> **Assignment**:
Copy out all of the entries below without any change.
── Information ──
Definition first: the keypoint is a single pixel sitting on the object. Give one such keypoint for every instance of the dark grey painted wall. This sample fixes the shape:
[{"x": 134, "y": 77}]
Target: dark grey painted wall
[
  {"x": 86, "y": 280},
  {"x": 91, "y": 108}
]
───
> **Exercise result**:
Definition first: the keypoint is a single pixel sitting on the object. Give one such keypoint for every instance of the dark grey painted wall. This sample fixes the shape:
[{"x": 134, "y": 77}]
Target: dark grey painted wall
[
  {"x": 86, "y": 280},
  {"x": 91, "y": 108}
]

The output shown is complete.